=== Your assignment ===
Make your reply a word-for-word repeat of the records.

Stored data entries:

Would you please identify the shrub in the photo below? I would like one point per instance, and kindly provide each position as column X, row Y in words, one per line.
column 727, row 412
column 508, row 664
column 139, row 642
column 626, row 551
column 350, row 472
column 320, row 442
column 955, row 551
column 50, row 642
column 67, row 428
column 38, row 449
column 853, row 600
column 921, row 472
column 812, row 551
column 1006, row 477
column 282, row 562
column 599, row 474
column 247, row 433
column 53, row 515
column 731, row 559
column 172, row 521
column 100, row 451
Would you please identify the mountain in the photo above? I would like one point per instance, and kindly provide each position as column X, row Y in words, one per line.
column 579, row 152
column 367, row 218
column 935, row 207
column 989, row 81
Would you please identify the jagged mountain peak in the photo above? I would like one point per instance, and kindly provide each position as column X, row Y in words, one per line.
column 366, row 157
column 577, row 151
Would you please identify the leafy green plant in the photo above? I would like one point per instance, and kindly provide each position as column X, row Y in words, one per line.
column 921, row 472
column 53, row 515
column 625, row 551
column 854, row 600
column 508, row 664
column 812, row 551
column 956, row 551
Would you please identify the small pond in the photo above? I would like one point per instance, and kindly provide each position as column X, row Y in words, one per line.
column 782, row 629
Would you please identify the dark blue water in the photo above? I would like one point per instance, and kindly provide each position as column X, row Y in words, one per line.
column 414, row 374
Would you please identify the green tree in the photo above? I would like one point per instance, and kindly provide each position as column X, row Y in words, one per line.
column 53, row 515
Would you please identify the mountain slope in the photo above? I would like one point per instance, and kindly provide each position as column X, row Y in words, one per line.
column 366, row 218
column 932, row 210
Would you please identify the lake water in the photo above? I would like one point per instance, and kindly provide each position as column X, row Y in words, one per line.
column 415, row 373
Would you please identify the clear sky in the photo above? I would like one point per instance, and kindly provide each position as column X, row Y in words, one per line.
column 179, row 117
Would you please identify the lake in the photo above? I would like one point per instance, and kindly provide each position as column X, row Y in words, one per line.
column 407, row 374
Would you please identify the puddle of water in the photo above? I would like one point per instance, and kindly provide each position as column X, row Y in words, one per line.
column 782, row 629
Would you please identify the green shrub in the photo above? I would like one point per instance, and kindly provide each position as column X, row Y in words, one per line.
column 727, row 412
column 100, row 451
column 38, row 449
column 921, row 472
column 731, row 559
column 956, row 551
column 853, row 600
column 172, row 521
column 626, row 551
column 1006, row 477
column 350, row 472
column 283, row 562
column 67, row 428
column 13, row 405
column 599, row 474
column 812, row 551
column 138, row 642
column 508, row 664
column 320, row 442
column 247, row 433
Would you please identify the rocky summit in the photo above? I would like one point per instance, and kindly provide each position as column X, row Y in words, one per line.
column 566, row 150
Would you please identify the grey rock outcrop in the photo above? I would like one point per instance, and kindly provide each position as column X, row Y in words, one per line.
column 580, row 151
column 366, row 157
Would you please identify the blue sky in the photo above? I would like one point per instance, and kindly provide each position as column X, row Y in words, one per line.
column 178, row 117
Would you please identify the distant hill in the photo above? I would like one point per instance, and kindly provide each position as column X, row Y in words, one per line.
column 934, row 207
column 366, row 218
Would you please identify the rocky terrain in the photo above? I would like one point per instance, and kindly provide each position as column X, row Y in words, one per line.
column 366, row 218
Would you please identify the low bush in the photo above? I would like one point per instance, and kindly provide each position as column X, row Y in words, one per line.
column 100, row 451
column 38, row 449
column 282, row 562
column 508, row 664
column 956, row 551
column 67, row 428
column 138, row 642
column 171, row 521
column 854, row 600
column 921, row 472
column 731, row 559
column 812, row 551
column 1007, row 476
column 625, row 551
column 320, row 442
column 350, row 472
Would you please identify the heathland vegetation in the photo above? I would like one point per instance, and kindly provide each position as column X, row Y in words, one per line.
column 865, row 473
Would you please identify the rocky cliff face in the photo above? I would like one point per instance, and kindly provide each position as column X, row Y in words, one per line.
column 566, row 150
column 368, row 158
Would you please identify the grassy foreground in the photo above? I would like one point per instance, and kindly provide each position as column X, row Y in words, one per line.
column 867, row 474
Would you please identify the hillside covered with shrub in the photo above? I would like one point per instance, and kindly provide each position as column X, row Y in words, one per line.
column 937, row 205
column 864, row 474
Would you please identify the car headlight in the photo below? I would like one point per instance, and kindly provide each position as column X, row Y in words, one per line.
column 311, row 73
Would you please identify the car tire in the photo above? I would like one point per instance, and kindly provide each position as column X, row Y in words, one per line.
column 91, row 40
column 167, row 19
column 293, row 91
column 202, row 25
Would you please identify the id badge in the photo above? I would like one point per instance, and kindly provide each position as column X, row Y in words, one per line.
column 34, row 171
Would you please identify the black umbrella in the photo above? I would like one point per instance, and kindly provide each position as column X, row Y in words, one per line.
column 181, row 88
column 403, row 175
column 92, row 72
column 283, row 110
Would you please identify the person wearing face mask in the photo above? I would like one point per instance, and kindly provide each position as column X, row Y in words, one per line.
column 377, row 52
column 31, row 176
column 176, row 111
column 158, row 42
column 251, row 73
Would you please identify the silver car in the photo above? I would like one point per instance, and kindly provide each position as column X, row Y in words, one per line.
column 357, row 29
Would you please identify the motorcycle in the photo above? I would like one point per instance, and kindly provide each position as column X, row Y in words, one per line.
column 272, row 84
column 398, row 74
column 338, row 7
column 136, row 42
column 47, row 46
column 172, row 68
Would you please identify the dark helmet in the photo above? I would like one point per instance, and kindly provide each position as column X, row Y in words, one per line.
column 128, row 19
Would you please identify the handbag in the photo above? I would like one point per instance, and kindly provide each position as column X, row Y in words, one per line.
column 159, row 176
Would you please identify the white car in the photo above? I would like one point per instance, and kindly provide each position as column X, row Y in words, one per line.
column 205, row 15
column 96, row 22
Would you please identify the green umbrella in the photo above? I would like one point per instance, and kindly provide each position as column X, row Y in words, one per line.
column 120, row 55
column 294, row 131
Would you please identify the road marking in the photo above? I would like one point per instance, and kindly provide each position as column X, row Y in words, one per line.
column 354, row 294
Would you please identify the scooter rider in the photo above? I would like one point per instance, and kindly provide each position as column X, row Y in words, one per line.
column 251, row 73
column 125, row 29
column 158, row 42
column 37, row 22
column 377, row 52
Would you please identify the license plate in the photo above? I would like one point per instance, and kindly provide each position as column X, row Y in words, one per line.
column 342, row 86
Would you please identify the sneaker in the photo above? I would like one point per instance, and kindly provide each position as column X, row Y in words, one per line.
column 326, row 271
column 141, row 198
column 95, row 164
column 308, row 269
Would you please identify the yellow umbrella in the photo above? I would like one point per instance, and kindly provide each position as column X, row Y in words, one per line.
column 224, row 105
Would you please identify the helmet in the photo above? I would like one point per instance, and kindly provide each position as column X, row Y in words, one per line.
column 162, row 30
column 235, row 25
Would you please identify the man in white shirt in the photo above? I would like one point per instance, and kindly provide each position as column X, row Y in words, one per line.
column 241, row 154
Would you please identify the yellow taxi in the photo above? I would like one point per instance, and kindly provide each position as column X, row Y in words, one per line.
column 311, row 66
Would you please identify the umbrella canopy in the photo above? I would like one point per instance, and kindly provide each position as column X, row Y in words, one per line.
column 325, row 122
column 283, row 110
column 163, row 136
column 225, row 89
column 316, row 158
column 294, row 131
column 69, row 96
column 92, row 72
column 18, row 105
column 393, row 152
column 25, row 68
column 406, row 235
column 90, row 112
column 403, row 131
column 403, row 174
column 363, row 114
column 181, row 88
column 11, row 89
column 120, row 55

=== Output of the exercise ===
Would you please identify the shrub in the photo below? I would like one point per instance, and kindly provide each position as column X, row Y in words, one per line.
column 727, row 412
column 508, row 664
column 139, row 642
column 626, row 551
column 350, row 472
column 320, row 442
column 955, row 551
column 50, row 642
column 67, row 428
column 38, row 449
column 853, row 600
column 921, row 472
column 812, row 551
column 1006, row 477
column 282, row 562
column 599, row 474
column 247, row 433
column 53, row 515
column 731, row 559
column 172, row 521
column 100, row 451
Would you please identify the mountain in the photo above? I would like one point per instance, and kindly provide each position as column X, row Y in words, one per line.
column 579, row 152
column 367, row 218
column 935, row 207
column 989, row 81
Would you please identify the jagged mountain peak in the photo above? I would like one point per instance, and kindly provide each position as column X, row Y in words, one per line.
column 366, row 157
column 577, row 151
Would you please identify the leafy green plant in the photo above? I would like one point per instance, and kindly provide each position as column X, row Y in words, one per line.
column 921, row 472
column 53, row 515
column 625, row 551
column 854, row 600
column 508, row 664
column 812, row 551
column 956, row 551
Would you please identify the small pond in the photo above? I would like one point per instance, and kindly provide each position as column X, row Y in words, one per line.
column 782, row 629
Would you please identify the dark blue water in the photo above? I would like one point per instance, and kindly provide each position as column X, row Y in words, one per line.
column 414, row 374
Would you please identify the green tree in the photo above? I would like one point per instance, and kindly provide each position as column X, row Y in words, one per line.
column 53, row 515
Would you please identify the mountain slope in the photo above? I would like one point per instance, and kindly provide each position as column X, row Y in words, one per line.
column 366, row 218
column 932, row 210
Would you please identify the lake water in the photo above? I would like one point per instance, and kindly provide each position as column X, row Y in words, one per line.
column 415, row 373
Would you please identify the clear sky in the photo above? I would like one point per instance, and kindly provide each position as column X, row Y in words, one per line.
column 179, row 117
Would you please identify the lake in the photo above? I would like one point per instance, and kindly provide each position as column X, row Y in words, one per line.
column 407, row 374
Would you please identify the puddle of water in the photo above? I would like one point per instance, and kindly provide each position as column X, row Y in words, one per line.
column 782, row 629
Would you please identify the green shrub in the photo above? I would like one point per instance, and kindly provide each position as column X, row Y in words, one per line.
column 727, row 412
column 100, row 451
column 38, row 449
column 921, row 472
column 731, row 559
column 956, row 551
column 853, row 600
column 172, row 521
column 626, row 551
column 1006, row 477
column 350, row 472
column 283, row 562
column 67, row 428
column 13, row 405
column 599, row 474
column 812, row 551
column 138, row 642
column 508, row 664
column 320, row 442
column 247, row 433
Would you please identify the rocky summit in the photo above? I would like one point per instance, and kindly provide each position as column X, row Y in words, one per line.
column 566, row 150
Would you please identify the grey rock outcrop in the photo above? I would like one point per instance, and kindly provide each position as column X, row Y in words, one per line.
column 580, row 151
column 366, row 157
Would you please identify the blue sky in the photo above? I would like one point per instance, and kindly provide each position as column X, row Y in words, one per line.
column 178, row 117
Would you please identify the distant hill in the photo above? I would like one point per instance, and kindly provide each position as column X, row Y in words, one per line.
column 934, row 207
column 366, row 218
Would you please identify the rocky terrain in the photo above? I would like one point per instance, and kindly provide each position as column X, row Y in words, one per line.
column 366, row 218
Would you please identify the low bush in the photo above? I would like one point per instance, and kindly provide each position as column X, row Y in words, one per line.
column 100, row 451
column 38, row 449
column 282, row 562
column 508, row 664
column 956, row 551
column 67, row 428
column 138, row 642
column 171, row 521
column 854, row 600
column 921, row 472
column 731, row 559
column 812, row 551
column 1007, row 476
column 625, row 551
column 320, row 442
column 350, row 472
Would you please identify the heathland vegetation in the photo above? I would like one point per instance, and kindly provide each position as column X, row Y in words, one per line.
column 865, row 473
Would you please identify the rocky cliff face in the photo above? I would like one point per instance, and kindly provide each position as column X, row Y in words, one per line.
column 566, row 150
column 368, row 158
Would you please identify the grassy foreground in the photo above? I would like one point per instance, and kindly provide each position as column X, row Y in words, one per line.
column 867, row 474
Would you please identify the hillside covered with shrub in the photo above? I would like one point per instance, and kindly provide each position as column X, row Y in words, one per line.
column 937, row 205
column 864, row 474
Would you please identify the car headlight in the photo below? I would like one point per instance, and kindly provide each position as column X, row Y in words, one per line.
column 311, row 73
Would you please identify the car tire in the photo above? I would like one point per instance, and kindly provide each position as column X, row Y in words, one per line.
column 91, row 40
column 167, row 19
column 293, row 91
column 202, row 25
Would you please identify the id badge in the photo above? I would like one point per instance, and kindly provide each position as column X, row Y in words, one per line.
column 34, row 171
Would you please identify the black umbrella in the photo above? I would like one point per instance, and kindly provide each position as column X, row Y in words, one per line.
column 181, row 88
column 403, row 175
column 92, row 72
column 283, row 110
Would you please identify the person wearing face mask in the photo above? I would like one point per instance, and kindly provide each position as column X, row Y in words, one per line.
column 377, row 52
column 31, row 176
column 176, row 111
column 158, row 42
column 251, row 73
Would you please identify the silver car in the photo above? I would like one point per instance, and kindly provide each position as column X, row Y in words, one per line.
column 357, row 29
Would you please identify the motorcycle in the photo above? I would like one point per instance, and kindly provide each position as column X, row Y in words, one per line.
column 272, row 84
column 398, row 74
column 338, row 7
column 136, row 42
column 47, row 46
column 172, row 68
Would you please identify the dark helmet in the photo above? I would like one point per instance, and kindly provide each position as column X, row Y in words, one per line.
column 128, row 19
Would you please identify the handbag in the photo above? I would like one point per instance, and kindly provide each position as column X, row Y in words, one per line.
column 159, row 176
Would you please identify the white car in the photo above? I would like one point per instance, and kindly provide each position as column X, row Y in words, one per line.
column 205, row 15
column 96, row 22
Would you please identify the green umbrella in the photo above? I would like one point per instance, and kindly provide each position as column X, row Y in words, one per line.
column 120, row 55
column 294, row 131
Would you please identify the road marking in the photo above? I would like one point per instance, and kindly provide each position as column X, row Y in words, one per line.
column 354, row 294
Would you please identify the scooter rider in the photo above? I would like one point per instance, and kindly provide each position as column X, row Y in words, one per line.
column 251, row 73
column 125, row 29
column 158, row 42
column 37, row 22
column 377, row 52
Would you please identify the license plate in the photo above? I would like one point per instance, and kindly provide each position as column X, row Y in words, one per line.
column 342, row 86
Would you please identify the sneaker in the photo above? I would like one point per instance, and kindly provide each position as column X, row Y in words, one per line.
column 326, row 271
column 141, row 198
column 95, row 164
column 308, row 269
Would you please identify the yellow umbrella in the photo above? I would like one point per instance, and kindly provide each position as column X, row Y in words, one per line.
column 224, row 105
Would you please identify the helmet in the photo above? I would like one point per instance, and kindly provide each position as column X, row Y in words, one per line.
column 162, row 30
column 235, row 25
Would you please identify the man in white shirt in the photo above? I would like one point per instance, and kindly provide each position as column X, row Y in words, one per line.
column 241, row 154
Would you please identify the yellow taxi in the photo above? I would like one point per instance, and kindly provide each position as column X, row Y in words, one per line.
column 311, row 66
Would you please identify the umbrella canopy in the photo above? I would like one point per instance, and kindly provide each position as column X, row Y in words, one per line.
column 325, row 122
column 283, row 110
column 163, row 136
column 225, row 89
column 316, row 158
column 294, row 131
column 69, row 96
column 92, row 72
column 18, row 105
column 393, row 152
column 25, row 68
column 406, row 235
column 90, row 112
column 403, row 131
column 403, row 174
column 363, row 114
column 181, row 88
column 11, row 89
column 120, row 55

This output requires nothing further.